### What to produce
Your task is to transcribe the entries below exactly, beginning with the line containing "One keypoint belongs on each instance. Indicate the jagged" and ending with the final line, and to add nothing else.

### Data

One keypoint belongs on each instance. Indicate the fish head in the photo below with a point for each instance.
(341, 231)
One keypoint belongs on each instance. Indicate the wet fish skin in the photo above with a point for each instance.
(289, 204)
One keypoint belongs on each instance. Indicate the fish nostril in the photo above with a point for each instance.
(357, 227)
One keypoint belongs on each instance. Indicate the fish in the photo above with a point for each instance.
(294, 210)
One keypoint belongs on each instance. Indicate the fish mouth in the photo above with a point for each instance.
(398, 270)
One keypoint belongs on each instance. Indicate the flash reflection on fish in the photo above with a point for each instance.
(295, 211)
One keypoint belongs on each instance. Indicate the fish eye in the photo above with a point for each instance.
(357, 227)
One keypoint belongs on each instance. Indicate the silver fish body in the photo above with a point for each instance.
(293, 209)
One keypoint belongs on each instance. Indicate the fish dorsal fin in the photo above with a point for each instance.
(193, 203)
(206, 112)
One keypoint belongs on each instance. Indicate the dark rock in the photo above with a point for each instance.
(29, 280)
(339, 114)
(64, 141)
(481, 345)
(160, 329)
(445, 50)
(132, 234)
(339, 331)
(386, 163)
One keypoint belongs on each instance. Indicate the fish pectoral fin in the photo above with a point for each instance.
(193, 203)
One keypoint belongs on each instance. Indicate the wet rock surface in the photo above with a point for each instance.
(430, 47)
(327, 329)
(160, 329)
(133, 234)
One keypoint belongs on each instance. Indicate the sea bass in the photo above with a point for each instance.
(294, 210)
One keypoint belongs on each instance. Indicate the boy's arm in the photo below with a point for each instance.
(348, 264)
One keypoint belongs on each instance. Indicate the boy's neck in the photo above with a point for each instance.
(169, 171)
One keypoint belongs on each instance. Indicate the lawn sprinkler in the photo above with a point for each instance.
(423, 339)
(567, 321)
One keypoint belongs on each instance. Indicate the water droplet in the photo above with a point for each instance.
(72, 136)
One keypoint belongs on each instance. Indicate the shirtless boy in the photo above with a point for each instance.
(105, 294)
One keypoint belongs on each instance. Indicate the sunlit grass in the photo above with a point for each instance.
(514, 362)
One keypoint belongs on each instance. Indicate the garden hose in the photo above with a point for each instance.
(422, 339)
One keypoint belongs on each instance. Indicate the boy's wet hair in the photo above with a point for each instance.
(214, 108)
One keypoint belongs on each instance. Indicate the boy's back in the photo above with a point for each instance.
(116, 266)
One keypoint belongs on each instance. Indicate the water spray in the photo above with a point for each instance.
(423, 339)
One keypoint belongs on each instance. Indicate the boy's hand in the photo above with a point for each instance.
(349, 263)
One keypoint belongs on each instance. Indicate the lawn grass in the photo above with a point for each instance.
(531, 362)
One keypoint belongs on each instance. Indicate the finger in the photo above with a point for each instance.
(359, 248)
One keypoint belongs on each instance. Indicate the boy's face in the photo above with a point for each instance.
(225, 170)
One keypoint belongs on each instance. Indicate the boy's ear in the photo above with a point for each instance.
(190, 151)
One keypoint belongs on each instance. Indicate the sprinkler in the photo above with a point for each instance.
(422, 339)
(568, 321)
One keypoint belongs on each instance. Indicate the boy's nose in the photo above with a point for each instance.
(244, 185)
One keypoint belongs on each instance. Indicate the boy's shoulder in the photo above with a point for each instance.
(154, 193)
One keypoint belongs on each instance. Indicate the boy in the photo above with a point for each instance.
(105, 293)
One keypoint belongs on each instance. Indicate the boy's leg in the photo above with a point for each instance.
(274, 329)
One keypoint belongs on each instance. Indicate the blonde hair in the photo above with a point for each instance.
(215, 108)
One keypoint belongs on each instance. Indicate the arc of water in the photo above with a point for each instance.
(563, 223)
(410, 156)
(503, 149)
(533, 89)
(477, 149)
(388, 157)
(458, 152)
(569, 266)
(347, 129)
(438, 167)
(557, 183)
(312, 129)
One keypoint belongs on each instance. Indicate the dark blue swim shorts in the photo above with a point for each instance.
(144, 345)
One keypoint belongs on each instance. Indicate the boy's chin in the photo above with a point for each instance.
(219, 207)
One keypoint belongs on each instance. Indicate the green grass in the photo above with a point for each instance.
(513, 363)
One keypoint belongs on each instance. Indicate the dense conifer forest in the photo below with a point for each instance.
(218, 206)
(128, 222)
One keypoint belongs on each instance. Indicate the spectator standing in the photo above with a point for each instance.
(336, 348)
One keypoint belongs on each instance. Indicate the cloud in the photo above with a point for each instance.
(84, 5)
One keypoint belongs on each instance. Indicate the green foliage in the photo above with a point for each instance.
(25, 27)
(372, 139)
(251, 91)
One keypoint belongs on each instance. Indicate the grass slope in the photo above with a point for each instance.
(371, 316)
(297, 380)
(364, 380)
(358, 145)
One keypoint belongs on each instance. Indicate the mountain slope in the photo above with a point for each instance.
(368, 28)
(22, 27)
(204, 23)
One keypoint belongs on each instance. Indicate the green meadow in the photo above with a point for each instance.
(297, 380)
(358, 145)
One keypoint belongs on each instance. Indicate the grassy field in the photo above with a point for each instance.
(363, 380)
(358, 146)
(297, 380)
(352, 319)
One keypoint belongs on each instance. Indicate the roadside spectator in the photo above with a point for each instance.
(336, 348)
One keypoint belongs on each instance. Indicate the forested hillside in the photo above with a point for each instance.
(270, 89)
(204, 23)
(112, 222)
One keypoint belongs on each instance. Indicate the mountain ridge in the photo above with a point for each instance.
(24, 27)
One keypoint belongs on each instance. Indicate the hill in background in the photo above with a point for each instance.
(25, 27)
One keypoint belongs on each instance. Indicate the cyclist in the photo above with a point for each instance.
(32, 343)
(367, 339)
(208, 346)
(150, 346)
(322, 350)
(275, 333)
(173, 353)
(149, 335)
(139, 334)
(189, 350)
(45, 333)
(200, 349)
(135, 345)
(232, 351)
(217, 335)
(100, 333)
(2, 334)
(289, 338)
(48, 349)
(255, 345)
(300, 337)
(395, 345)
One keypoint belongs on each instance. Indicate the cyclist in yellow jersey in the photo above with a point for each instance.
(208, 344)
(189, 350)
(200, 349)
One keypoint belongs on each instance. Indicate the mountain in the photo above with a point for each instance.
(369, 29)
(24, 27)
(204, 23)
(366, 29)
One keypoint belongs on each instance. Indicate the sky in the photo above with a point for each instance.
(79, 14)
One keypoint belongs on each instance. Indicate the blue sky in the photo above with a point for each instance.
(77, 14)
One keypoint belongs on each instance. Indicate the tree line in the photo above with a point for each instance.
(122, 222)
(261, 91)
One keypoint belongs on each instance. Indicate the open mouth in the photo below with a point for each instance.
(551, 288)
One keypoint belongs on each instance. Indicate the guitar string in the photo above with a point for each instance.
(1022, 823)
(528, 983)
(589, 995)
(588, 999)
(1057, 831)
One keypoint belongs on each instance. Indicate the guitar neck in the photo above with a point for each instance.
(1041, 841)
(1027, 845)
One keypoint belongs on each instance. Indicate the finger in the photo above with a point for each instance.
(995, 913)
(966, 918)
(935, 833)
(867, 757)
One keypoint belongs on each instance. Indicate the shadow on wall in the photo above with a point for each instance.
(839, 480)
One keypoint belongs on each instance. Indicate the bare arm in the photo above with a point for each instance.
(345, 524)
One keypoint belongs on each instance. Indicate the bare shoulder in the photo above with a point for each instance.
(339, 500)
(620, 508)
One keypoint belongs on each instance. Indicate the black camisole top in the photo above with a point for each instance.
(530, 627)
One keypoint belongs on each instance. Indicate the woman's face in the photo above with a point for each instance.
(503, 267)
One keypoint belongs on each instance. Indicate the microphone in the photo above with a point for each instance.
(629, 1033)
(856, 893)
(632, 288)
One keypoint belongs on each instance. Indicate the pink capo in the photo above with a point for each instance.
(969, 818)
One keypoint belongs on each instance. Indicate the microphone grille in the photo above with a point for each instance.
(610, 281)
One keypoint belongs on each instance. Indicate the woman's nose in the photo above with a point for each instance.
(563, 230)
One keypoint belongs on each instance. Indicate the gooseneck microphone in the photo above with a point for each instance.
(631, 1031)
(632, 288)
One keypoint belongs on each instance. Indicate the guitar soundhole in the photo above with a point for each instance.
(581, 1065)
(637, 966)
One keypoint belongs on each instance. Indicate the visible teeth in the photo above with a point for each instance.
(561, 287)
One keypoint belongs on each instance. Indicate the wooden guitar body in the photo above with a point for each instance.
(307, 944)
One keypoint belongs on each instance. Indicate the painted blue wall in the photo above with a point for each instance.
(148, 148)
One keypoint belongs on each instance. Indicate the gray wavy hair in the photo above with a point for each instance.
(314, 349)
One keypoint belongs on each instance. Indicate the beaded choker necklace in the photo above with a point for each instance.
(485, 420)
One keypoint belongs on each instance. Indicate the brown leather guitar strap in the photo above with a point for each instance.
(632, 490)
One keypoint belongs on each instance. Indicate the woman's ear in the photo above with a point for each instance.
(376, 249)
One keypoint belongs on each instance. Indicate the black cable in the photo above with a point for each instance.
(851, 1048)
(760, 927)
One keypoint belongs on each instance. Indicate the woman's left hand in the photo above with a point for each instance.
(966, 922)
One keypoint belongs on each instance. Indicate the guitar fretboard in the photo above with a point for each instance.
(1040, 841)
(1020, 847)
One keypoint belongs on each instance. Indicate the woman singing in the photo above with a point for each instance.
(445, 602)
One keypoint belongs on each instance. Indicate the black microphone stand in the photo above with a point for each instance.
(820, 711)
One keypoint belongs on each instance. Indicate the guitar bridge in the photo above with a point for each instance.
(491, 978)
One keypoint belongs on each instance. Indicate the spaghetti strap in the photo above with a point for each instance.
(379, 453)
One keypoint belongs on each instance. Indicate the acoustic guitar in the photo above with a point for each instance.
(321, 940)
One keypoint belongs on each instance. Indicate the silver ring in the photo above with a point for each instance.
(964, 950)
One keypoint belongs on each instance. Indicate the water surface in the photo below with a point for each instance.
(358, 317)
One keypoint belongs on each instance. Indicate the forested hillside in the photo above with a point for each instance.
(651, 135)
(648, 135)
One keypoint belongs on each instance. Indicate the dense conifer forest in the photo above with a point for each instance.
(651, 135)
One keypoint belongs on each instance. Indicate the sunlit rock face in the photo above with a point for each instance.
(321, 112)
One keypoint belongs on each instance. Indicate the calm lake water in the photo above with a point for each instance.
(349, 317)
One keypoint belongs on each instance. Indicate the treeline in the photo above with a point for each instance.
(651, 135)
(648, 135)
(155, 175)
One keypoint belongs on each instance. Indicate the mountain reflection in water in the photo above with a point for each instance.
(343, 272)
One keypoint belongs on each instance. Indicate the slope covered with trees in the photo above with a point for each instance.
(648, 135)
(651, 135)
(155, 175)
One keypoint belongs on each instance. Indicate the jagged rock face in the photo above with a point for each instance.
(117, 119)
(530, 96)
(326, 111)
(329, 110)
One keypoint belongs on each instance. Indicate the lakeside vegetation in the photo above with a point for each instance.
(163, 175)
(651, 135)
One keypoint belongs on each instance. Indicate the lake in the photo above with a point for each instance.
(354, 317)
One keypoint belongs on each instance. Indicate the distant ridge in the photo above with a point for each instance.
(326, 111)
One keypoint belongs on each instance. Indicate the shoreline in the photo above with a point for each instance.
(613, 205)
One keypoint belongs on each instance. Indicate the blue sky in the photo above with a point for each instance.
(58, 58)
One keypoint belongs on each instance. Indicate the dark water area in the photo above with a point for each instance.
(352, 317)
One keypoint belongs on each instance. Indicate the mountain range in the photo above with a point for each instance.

### Exercise response
One keypoint belongs on each instance. Indicate the jagged rock face in the photo above with a point for each instance.
(117, 119)
(530, 96)
(326, 111)
(329, 110)
One keypoint belongs on each instance. Indicate the lakeside vegetation in the photo above with a point for each instance.
(163, 175)
(651, 135)
One keypoint belongs on each instance. Indicate the lake in the photo above with a point for each instance.
(354, 317)
One keypoint belongs on each instance. Indicate the distant ridge in the photo above with a point for each instance.
(326, 111)
One keypoint belongs on each instance. Indicate the shoreline in the photo above with a point for each instance.
(613, 205)
One keypoint belongs on each instance. Indicate the blue sky in the photo above with a point for each instance.
(58, 58)
One keypoint belongs on each instance. Indicate the dark water area in the photo above with a point for each instance.
(352, 317)
One keypoint belongs on each instance. Indicate the mountain range in the photo above with a point for each instance.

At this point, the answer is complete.